**Exercise 1**
Repeat word for word everything in the article on Egypt's unrest from "The confidential message" down to "sees that coming.".
**Exercise 2**
Carry on the article on Egypt's unrest, picking up right after its final sentence.

**Source passage**
::::

DE BORCHGRAVE: Egypt’s Tower of Babel

October 12, 2011
By Arnaud de Borchgrave and
Hours before Cairo’s latest bloody explosion this week, one of Egypt’s most prominent and influential businessmen warned in a private message to friends abroad that the Arab Spring was dead and next month’s elections could trigger “a major conflict with blood in the streets.”

The latest explosion was triggered by a clash between the police and Christian Copts (10 percent of Egypt’s 85 million people) protesting an attack that had torched a church. The Copts are also opposed to the army’s boot-dragging in turning politics over to civilians.

One of Al Jazeera’s cameras caught an armored personnel carrier running over some demonstrators, crushing six, including one whose skull exploded. Thousands soon appeared with knives, machetes and clubs. Christian crosses were held aloft as the crowd scattered. Several jumped over the parapet into the Nile. The bloody clashes seesawed along the Nile corniche on both sides of the state TV building.

Muslims who joined the demonstration seemed to split between those who sided with the military and those who tried to shield the Christians. The bloodiest clashes since former President Hosni Mubarak was ousted in February left 26 dead and about 200 wounded.

The confidential message that reached Western contacts earlier the same day said the upcoming elections, scheduled for next month, will produce a near majority for the Muslim Brotherhood or, if canceled or postponed, will trigger a bloody conflict in the streets of Cairo and other cities. Conditions will then be ripe for a sectarian or civil war. Many Egyptians already have packed and gone elsewhere. The stock exchange has lost half its value.

To transition in good order to an elected government, Egypt must have a prolonged period of stability. No one sees that coming.

Mr. Mubarak’s National Democratic Party (NDP), which controlled the last national assembly, was dissolved, but its members regrouped and divided their numbers among newly formed parties – e.g., Renaissance Egypt, Egyptian Citizen Party and Freedom Party – with the aim of regrouping in a runoff to block religious extremists.

::::

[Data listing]
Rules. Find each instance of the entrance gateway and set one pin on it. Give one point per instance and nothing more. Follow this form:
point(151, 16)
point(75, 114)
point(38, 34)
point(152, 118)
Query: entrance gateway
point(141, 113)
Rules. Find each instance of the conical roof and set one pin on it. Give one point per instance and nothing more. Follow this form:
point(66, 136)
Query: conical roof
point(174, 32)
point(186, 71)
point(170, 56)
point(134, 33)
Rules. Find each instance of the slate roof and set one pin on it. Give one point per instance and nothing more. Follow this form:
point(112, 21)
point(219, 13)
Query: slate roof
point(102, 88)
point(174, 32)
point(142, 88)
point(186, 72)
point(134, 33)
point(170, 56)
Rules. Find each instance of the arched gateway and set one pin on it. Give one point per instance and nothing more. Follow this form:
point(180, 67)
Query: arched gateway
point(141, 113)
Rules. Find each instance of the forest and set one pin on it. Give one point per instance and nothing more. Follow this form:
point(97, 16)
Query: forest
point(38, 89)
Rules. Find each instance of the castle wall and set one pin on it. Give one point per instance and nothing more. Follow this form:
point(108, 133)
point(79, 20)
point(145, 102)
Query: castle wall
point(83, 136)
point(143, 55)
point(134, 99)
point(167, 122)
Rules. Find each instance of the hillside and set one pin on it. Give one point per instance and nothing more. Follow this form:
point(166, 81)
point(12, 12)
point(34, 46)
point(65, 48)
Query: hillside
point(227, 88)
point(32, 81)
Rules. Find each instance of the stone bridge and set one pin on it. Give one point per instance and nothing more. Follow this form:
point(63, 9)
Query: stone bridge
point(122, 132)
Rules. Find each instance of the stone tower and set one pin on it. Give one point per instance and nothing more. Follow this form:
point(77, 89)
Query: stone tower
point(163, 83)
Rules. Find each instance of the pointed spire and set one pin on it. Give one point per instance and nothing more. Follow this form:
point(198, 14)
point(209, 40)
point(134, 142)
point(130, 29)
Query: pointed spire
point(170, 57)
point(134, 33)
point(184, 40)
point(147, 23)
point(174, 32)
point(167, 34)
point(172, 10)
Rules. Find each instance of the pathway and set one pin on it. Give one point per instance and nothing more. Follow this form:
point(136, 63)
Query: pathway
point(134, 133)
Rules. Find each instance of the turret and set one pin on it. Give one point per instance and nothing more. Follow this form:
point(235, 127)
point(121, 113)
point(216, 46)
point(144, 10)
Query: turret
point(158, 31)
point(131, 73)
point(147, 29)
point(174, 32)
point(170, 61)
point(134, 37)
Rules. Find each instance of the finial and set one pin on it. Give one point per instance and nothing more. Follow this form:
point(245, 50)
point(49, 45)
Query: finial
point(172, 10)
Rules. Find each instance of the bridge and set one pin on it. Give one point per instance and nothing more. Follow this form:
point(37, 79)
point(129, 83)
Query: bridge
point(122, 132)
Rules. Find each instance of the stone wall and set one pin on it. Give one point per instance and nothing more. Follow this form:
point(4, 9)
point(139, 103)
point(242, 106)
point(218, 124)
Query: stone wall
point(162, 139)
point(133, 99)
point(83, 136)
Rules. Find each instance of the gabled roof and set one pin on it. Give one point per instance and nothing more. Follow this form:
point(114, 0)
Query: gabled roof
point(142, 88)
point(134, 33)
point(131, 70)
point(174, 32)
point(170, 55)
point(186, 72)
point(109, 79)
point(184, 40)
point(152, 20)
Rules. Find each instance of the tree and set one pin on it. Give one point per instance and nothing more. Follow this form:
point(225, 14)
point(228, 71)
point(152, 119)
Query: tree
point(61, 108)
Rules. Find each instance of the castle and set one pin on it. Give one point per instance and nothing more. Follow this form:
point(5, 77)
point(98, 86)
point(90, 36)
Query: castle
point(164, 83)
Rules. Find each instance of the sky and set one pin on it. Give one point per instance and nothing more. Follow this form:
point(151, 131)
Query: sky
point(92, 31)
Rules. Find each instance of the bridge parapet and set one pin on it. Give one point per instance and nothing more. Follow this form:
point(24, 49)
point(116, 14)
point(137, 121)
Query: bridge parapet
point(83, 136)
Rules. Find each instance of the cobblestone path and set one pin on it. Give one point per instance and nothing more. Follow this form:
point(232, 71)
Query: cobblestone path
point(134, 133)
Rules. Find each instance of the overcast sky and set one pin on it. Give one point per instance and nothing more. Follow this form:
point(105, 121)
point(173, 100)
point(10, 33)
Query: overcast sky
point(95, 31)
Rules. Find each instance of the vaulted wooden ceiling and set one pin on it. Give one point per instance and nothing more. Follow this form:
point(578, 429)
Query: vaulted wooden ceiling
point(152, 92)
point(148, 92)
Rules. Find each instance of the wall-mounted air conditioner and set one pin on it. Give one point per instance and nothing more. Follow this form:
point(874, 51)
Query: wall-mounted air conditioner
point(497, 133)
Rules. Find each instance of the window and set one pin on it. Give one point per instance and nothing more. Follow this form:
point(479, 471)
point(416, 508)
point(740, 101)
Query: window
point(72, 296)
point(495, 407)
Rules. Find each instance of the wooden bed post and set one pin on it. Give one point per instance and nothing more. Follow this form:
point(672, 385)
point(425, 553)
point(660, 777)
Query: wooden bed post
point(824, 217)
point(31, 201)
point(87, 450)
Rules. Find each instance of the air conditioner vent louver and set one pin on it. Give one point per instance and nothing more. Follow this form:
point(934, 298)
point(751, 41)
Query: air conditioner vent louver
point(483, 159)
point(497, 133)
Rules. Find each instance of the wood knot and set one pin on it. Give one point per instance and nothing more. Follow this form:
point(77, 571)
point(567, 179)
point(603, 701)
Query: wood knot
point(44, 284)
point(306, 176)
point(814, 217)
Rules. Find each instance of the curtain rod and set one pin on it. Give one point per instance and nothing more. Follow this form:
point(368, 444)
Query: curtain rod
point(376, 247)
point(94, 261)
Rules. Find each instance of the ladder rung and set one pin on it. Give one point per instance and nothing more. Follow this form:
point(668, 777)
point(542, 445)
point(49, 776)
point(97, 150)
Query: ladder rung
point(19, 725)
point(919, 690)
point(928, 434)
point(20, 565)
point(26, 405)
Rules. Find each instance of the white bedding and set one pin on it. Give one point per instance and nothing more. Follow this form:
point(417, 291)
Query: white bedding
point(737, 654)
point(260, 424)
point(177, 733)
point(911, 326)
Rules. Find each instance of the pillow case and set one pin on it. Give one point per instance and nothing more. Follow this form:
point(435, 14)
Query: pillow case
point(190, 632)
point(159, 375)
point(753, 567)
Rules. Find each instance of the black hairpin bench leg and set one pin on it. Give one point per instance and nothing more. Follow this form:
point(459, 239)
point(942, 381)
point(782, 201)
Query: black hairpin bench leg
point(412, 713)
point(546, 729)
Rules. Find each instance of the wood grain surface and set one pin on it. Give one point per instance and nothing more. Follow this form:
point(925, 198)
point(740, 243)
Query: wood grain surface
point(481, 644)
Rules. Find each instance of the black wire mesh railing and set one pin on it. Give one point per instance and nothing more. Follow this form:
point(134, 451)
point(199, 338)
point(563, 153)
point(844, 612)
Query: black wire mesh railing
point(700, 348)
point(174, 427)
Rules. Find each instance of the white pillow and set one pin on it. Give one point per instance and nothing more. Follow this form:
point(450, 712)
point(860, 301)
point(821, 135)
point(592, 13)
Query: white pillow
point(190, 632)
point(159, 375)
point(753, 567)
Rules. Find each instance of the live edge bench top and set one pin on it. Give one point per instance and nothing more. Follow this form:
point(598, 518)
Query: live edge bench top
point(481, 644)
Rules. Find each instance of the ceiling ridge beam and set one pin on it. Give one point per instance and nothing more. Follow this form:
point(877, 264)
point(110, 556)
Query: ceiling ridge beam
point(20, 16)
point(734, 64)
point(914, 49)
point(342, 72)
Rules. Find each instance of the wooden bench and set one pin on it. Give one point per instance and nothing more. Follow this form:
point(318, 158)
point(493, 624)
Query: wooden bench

::::

**Reply 1**
The confidential message that reached Western contacts earlier the same day said the upcoming elections, scheduled for next month, will produce a near majority for the Muslim Brotherhood or, if canceled or postponed, will trigger a bloody conflict in the streets of Cairo and other cities. Conditions will then be ripe for a sectarian or civil war. Many Egyptians already have packed and gone elsewhere. The stock exchange has lost half its value.

To transition in good order to an elected government, Egypt must have a prolonged period of stability. No one sees that coming.

**Reply 2**
Their common objective is to short-circuit a religious state coupled with Islamist forces that blend religion and political action. Violence-prone Salafists stoked the latest violence in Cairo.

It was the late President Anwar Sadat who laid the foundations for NDP in 1978. And it was Sadat’s nephew Talaat Sadat who was chairman of the party before it was dissolved by the military on April 16.

Talaat Sadat is emerging as the new leader of a group of political parties that plan to coalesce to build a national front to block the Muslim Brotherhood.

The Modern Egypt Party (MEP) is led by a prominent businessman and also includes NDP veterans. Senior Brotherhood officials told the senior army generals now in charge they expect former NDP members of parliament to be banned from participating in the forthcoming elections.

Either way, for or against the inclusion of former NDP stalwarts now scattered among half a dozen new parties, the ruling military’s decision is bound to provoke fresh demonstrations – and bloodshed.

Youth movements that spearheaded the “January 25 Revolution” have also weighed in for a five-year ban on former members of the old parliament in the next elections.

Opponents of the old Mubarak regime say NDP “remnants” are “as dangerous as Islamist forces and must be banned from participating in the political life of Egypt.” The path toward elections at the end of November is strewn with booby traps, each one with the potential to trigger clashes in the capital.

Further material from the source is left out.